What to work on. In the forum thread about the projectile problem, what maximum height above the ground does the particle reach?

Provided passage.
***
M2 projectile- is this even possibru?

I cannot do this whatsoever. I have had numerous attempts but have not been able to solve it.
Q) A particle is projected from a point on level ground with speed u ms^-1 and angle of elevation alpha (a). The maximum height reached by the particle is 42 m above the ground and the particle hits the ground 196 m from its point of projection.
Find the value of alpha and the value of u.

One time 84=0 fell out of the working and found that T=0.5t is imaginary lol.
Any tips? Thanks

I cannot do this whatsoever. I have had numerous attempts but have not been able to solve it.
Q) A particle is projected from a point on level ground with speed u ms^-1 and angle of elevation alpha (a). The maximum height reached by the particle is 42 m above the ground and the particle hits the ground 196 m from its point of projection.
Find the value of alpha and the value of u.

One time 84=0 fell out of the working and found that T=0.5t is imaginary lol.
Any tips? Thanks

could you not use suvat with s=42 a=-9.8 v=0 to find the starting vertical component, calculate time spent in the air, then use s=d/t to find the horizontal component and then resolve?

I solved it without difficulty.

Post your working.

I really wouldn't. Using the standard equations for maximum height and range yields the tangent of the angle immediately.

How long?

Pardon?...

...

...

I bet you know the equation of the trajectory.

Note that the projectile passes through (98, 42) and (0, 196) ...

You mean the y= xtan(a)-[gx^2/(2u^2)](1+tan^2(a))?

My head doesn't work sideways.
I wouldn't bother learning those equations. They can be derived easily whenever you need them.

You could download the pics and rotate them using windows live photo gallery or windows photo viewer.
Do you know by chance where I went wrong. (Or was it just what I did not do?)

Can't you just attach them the right way round?!

tbh, yeah I can
Edited

1, 2, 3 and 4 are correct.

It should say $\frac{T^2}{10} = \tan x$
***
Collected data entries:
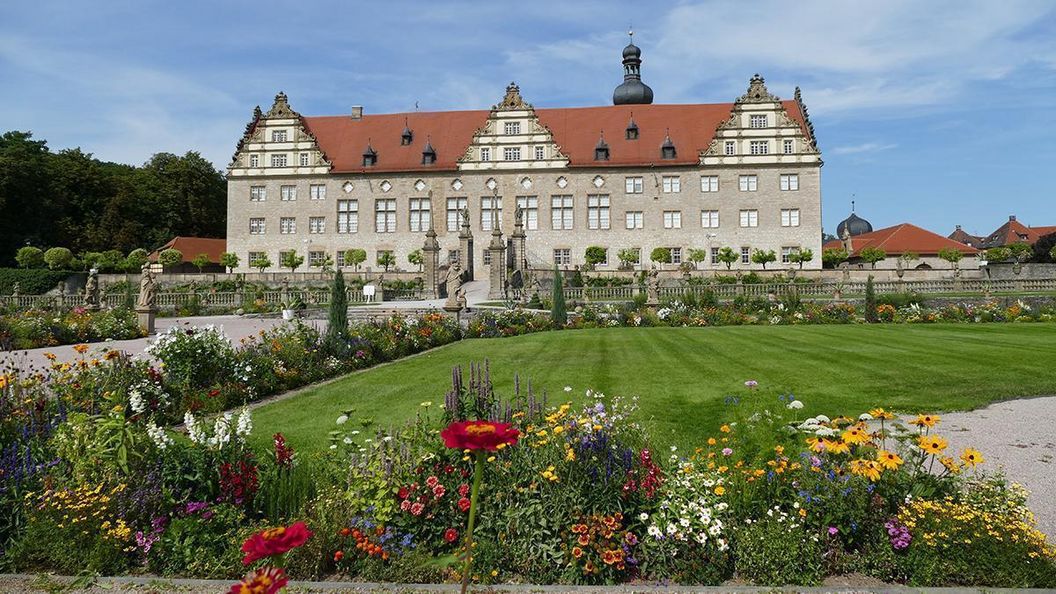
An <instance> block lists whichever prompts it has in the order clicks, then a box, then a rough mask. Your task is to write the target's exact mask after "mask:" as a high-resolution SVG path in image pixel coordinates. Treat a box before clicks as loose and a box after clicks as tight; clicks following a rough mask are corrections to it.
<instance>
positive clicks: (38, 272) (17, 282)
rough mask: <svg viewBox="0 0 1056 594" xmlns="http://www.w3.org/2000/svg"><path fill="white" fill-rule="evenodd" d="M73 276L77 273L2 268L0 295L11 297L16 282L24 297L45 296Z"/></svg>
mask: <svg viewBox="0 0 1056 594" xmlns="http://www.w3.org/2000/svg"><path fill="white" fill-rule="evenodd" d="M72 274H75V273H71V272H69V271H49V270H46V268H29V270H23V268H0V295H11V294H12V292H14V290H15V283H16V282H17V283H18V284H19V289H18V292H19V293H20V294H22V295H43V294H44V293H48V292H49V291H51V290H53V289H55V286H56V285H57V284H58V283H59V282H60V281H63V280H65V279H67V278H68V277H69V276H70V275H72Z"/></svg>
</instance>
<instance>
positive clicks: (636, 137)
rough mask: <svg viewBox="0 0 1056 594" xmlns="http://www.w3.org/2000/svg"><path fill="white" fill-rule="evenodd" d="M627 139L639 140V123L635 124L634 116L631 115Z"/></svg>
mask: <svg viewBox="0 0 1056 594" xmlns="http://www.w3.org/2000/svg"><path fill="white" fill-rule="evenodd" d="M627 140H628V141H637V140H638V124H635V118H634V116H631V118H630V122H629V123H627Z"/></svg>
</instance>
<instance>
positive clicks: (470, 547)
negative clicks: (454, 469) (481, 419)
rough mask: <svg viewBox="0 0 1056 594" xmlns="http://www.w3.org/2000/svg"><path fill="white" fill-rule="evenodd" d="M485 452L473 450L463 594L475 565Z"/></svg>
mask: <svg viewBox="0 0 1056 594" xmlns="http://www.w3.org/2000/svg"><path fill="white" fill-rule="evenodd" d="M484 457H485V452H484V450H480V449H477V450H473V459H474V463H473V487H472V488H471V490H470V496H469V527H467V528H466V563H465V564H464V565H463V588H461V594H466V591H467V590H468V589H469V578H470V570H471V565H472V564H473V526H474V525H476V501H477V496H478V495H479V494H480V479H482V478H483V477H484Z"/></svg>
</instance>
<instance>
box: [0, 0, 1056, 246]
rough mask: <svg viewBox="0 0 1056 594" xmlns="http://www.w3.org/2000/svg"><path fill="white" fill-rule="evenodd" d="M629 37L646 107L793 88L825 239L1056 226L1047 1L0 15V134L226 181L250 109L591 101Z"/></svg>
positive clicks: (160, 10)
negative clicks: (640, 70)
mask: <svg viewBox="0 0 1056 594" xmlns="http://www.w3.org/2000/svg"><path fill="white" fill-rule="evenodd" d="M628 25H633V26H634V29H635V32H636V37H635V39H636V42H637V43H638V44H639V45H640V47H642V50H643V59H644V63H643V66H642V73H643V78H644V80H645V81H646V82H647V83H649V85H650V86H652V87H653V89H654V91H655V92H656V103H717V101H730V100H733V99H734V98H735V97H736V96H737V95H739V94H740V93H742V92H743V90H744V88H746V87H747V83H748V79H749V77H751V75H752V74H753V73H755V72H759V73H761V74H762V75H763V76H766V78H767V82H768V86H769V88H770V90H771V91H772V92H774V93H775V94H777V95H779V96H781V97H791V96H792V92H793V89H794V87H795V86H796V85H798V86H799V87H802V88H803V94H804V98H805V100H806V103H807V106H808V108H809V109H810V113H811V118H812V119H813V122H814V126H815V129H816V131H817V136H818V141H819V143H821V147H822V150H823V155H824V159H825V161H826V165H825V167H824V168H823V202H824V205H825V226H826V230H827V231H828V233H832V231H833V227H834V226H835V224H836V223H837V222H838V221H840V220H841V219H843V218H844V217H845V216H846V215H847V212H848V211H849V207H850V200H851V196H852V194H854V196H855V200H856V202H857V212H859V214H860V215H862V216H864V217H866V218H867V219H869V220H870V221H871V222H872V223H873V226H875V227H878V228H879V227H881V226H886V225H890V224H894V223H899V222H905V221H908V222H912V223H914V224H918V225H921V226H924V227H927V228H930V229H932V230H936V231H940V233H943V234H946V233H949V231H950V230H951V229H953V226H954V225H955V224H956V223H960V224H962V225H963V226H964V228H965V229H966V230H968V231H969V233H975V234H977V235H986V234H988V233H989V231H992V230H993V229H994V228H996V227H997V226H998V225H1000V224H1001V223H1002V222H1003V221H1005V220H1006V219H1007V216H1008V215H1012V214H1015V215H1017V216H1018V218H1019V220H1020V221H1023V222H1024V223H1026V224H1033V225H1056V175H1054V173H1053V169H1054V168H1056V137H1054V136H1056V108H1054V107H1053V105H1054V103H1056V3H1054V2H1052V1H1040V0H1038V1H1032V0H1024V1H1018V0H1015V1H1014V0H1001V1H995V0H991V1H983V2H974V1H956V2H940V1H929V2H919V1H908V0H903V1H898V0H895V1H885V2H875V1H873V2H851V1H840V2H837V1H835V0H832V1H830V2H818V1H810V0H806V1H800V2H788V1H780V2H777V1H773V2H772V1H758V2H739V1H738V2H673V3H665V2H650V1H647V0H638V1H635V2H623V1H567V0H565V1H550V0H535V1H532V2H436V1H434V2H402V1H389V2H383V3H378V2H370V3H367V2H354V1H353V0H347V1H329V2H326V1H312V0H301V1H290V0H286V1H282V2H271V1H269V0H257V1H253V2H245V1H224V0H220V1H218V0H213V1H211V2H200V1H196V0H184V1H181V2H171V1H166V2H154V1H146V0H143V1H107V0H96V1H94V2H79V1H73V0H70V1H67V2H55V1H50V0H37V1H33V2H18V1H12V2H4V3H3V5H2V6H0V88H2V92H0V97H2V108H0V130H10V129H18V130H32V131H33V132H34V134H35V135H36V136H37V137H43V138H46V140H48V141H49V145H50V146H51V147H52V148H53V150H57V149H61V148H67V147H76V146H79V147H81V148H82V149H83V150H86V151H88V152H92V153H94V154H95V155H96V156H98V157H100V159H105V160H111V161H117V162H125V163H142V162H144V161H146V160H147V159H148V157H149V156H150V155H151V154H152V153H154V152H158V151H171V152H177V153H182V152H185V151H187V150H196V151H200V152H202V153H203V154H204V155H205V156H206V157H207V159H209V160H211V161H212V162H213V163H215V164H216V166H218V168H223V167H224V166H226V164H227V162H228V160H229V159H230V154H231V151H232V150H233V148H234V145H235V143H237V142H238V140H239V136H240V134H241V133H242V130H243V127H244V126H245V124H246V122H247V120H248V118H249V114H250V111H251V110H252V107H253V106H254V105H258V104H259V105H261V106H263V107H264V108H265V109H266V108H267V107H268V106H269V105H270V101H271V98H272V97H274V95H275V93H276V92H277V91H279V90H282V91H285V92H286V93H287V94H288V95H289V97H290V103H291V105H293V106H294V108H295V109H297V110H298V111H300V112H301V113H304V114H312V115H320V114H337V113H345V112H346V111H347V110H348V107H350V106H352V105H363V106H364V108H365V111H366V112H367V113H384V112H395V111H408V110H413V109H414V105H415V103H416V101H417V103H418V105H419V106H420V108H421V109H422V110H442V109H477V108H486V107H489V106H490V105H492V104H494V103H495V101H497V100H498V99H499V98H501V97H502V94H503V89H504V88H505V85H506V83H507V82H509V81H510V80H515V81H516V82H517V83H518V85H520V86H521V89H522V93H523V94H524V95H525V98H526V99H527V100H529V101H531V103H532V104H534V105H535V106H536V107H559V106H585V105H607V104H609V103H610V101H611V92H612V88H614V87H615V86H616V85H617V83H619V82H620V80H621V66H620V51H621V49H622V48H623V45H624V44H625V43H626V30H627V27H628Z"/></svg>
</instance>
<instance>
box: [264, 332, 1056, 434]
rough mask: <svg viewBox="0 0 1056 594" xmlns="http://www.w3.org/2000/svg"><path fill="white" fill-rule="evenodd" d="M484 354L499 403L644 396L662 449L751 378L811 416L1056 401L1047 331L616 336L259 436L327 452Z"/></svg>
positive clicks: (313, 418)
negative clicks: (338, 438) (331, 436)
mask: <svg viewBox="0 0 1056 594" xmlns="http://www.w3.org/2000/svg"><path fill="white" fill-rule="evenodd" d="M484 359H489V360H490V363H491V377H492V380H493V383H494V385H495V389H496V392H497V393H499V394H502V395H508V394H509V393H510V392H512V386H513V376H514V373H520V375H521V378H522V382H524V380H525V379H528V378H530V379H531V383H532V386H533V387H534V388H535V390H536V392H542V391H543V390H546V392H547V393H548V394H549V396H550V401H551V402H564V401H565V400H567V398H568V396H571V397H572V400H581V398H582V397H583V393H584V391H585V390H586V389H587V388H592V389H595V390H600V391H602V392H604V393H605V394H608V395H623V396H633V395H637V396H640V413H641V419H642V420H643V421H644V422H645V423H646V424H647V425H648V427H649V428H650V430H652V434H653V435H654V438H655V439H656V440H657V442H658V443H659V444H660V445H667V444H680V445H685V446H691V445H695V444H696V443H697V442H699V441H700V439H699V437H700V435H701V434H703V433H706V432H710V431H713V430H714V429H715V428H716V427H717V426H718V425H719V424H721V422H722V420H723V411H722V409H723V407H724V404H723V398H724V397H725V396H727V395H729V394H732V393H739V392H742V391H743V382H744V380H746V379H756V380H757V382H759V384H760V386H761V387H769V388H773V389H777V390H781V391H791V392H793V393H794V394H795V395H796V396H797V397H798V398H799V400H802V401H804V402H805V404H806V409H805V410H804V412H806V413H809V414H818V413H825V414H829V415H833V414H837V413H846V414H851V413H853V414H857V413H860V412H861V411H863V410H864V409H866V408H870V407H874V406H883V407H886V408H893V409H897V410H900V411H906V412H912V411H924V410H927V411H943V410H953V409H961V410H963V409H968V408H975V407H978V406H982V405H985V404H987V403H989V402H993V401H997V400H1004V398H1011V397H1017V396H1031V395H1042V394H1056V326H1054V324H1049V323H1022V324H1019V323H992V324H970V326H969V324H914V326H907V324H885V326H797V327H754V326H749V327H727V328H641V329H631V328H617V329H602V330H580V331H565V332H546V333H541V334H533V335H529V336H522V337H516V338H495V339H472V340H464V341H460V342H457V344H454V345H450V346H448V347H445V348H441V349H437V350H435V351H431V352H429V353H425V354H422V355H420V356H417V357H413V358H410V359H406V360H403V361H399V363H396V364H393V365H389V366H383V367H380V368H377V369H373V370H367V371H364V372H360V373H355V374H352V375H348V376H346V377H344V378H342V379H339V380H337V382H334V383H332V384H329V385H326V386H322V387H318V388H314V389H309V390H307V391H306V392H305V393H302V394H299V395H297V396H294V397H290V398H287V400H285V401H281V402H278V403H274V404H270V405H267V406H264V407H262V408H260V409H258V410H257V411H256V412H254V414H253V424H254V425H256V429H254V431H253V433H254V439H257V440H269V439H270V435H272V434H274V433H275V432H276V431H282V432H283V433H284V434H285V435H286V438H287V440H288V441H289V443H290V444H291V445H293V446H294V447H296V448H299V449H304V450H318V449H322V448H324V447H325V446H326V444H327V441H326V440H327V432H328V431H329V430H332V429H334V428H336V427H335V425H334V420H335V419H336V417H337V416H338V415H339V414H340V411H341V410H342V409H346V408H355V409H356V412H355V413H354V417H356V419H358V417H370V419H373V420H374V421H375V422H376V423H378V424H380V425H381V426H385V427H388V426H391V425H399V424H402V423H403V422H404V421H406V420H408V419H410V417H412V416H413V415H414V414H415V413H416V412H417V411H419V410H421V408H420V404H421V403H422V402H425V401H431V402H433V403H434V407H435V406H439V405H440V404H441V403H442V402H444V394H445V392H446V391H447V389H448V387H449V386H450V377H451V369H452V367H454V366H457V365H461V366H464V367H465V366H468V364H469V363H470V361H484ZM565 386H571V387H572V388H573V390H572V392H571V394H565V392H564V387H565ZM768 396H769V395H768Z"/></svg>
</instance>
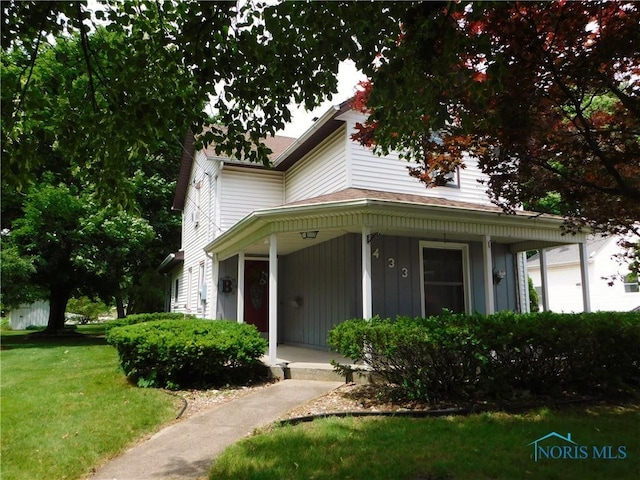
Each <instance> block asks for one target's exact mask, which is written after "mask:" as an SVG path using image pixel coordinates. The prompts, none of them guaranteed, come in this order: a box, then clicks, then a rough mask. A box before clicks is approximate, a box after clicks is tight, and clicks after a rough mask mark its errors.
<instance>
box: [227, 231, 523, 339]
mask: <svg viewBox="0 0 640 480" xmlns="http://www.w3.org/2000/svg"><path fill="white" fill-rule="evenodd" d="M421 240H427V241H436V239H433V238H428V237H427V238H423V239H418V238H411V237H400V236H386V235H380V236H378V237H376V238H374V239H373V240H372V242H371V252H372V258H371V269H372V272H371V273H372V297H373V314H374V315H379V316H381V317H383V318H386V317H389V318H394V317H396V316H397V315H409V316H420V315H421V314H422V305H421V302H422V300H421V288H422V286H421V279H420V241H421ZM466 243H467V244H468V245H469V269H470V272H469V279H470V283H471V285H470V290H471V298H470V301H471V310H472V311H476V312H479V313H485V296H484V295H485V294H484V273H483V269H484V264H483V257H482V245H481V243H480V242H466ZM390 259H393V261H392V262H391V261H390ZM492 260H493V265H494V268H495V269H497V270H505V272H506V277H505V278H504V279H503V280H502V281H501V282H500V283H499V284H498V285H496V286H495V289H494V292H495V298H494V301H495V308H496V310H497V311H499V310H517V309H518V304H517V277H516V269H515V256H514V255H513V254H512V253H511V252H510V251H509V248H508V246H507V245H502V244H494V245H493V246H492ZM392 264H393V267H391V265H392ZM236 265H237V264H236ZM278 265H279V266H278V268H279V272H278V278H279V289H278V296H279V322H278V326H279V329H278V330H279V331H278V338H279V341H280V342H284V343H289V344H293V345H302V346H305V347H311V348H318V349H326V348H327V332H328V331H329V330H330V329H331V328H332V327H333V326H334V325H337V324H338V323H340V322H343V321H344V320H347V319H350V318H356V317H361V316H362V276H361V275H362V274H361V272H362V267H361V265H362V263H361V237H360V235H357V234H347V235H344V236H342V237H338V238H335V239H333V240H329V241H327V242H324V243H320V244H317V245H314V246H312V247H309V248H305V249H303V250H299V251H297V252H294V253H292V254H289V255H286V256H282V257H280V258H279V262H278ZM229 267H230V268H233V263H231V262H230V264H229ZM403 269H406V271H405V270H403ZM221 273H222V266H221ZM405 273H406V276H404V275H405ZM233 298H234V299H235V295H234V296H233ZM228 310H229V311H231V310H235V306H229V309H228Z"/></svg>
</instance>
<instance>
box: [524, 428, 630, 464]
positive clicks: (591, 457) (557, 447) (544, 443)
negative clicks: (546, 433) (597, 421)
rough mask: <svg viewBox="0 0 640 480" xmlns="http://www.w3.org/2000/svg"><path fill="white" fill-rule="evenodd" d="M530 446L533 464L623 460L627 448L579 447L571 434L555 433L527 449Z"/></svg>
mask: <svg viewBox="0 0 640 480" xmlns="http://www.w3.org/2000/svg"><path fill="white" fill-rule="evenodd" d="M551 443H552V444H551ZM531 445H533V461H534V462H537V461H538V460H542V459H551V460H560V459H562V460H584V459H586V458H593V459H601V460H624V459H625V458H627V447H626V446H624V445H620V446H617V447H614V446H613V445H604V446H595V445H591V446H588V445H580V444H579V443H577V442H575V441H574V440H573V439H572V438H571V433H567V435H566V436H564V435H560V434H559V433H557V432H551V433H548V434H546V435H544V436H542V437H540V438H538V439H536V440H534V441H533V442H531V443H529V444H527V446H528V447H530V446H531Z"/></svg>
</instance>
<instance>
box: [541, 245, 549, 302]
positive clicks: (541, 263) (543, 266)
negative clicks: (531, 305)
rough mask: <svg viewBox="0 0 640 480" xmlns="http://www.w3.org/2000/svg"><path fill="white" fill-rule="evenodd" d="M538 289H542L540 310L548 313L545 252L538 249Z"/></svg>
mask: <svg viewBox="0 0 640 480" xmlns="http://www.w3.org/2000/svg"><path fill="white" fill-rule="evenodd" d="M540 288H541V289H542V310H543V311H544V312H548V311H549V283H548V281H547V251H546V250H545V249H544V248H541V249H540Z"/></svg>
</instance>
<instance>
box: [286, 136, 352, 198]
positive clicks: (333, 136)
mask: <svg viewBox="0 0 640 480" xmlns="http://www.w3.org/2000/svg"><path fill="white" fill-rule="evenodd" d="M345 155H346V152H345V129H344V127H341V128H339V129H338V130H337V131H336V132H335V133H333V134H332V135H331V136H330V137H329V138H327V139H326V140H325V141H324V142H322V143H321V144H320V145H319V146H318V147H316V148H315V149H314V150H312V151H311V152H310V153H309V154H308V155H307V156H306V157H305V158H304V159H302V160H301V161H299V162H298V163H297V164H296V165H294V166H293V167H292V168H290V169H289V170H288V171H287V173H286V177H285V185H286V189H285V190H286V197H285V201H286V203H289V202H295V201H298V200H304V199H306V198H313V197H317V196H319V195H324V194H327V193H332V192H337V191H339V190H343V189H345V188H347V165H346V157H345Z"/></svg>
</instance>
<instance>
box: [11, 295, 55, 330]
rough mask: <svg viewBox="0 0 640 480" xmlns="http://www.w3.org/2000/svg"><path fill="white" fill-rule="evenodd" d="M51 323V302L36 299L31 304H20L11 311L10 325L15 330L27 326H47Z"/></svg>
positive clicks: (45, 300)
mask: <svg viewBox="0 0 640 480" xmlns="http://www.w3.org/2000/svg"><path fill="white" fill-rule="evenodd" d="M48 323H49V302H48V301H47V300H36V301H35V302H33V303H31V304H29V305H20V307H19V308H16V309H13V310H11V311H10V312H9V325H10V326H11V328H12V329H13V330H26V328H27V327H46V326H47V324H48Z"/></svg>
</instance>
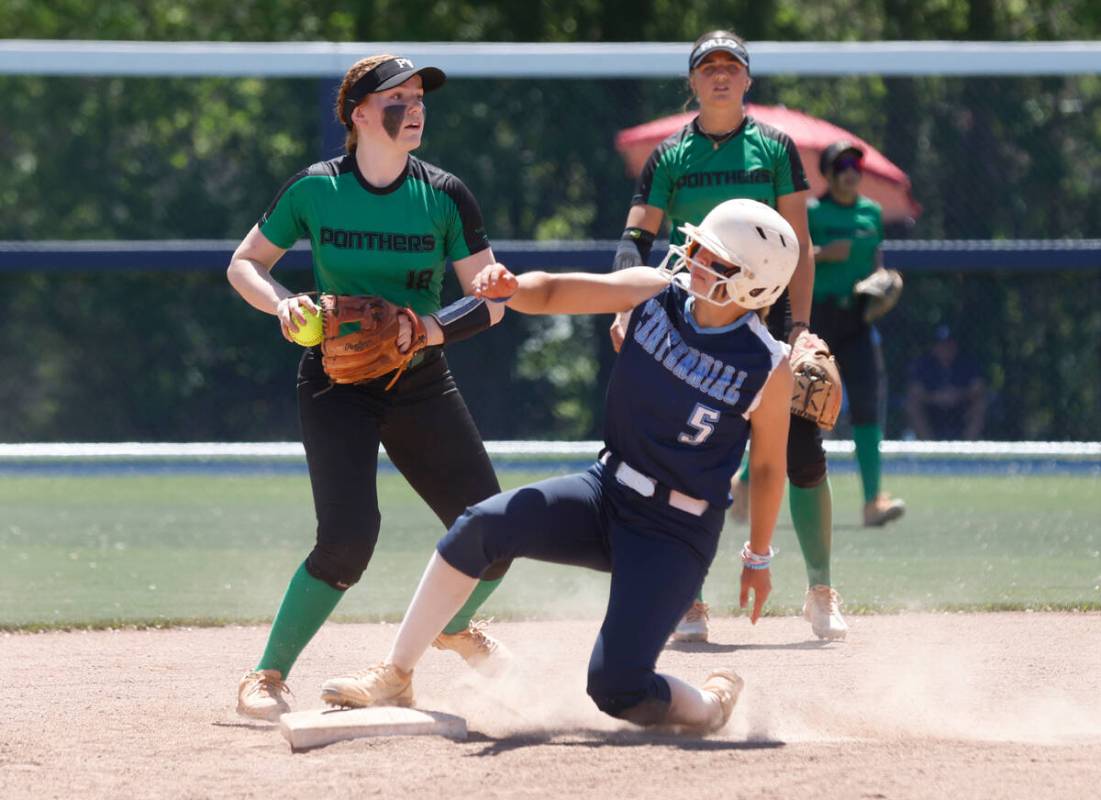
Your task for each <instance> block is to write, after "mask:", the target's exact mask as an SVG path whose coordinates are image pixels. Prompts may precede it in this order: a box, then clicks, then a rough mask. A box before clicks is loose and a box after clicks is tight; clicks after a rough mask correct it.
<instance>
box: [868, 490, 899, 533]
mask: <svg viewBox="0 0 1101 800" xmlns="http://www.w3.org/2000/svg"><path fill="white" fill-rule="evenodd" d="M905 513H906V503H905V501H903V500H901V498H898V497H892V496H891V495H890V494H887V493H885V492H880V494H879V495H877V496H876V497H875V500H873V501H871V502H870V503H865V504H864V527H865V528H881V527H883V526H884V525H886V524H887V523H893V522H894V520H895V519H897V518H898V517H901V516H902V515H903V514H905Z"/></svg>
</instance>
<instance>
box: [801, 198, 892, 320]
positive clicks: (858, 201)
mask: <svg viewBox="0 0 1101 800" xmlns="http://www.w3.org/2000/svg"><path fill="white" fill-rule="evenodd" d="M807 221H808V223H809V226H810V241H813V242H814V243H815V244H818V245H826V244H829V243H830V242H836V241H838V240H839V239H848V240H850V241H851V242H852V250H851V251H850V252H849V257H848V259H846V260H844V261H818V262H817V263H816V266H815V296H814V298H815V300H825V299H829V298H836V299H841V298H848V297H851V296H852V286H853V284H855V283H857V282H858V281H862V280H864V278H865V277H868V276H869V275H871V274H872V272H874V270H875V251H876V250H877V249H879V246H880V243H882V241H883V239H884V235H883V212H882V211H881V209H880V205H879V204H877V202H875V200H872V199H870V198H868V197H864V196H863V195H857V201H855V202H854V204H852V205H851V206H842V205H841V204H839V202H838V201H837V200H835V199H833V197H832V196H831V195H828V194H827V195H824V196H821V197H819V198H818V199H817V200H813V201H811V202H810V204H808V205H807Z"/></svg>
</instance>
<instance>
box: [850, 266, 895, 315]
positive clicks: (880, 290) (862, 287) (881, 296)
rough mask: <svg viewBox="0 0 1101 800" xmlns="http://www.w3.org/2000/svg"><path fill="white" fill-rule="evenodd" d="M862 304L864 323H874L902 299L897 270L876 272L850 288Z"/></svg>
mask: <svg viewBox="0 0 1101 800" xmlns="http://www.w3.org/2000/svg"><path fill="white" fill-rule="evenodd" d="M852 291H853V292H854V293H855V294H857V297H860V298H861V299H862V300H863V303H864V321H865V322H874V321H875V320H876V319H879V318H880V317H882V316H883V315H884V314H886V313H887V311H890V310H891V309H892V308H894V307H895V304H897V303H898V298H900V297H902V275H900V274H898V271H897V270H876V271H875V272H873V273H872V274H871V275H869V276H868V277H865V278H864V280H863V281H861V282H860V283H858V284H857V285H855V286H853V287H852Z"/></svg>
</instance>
***
Result of the exercise. 42 m